> **Items listed in a dataset**
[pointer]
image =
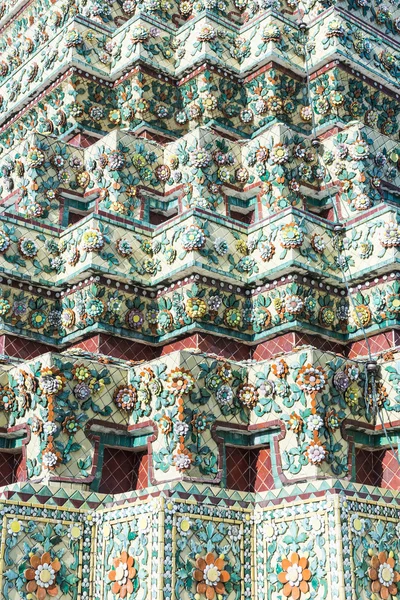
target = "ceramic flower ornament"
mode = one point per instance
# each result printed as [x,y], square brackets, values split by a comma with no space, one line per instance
[41,575]
[123,575]
[383,577]
[210,575]
[295,576]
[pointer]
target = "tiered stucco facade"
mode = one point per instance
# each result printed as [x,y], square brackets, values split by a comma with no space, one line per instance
[199,300]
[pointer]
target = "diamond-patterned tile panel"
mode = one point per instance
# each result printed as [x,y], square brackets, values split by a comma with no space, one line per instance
[380,468]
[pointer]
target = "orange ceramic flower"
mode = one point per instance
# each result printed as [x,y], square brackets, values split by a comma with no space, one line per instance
[311,379]
[210,575]
[41,576]
[122,575]
[295,576]
[280,368]
[180,381]
[383,576]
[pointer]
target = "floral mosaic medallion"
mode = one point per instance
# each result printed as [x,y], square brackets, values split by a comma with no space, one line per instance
[44,557]
[294,554]
[127,552]
[207,546]
[372,549]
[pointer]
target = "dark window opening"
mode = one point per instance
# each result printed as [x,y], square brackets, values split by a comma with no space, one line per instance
[123,470]
[378,468]
[243,217]
[11,467]
[249,469]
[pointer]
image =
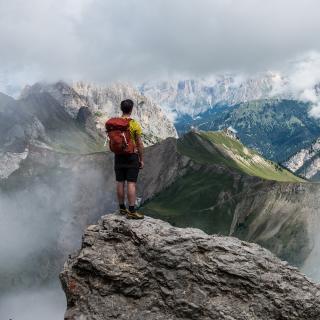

> **Task description**
Go through the records and show every line with the string "ceramic" in it.

> **Answer space**
target = "ceramic flower ornament"
target = "orange ceramic flower"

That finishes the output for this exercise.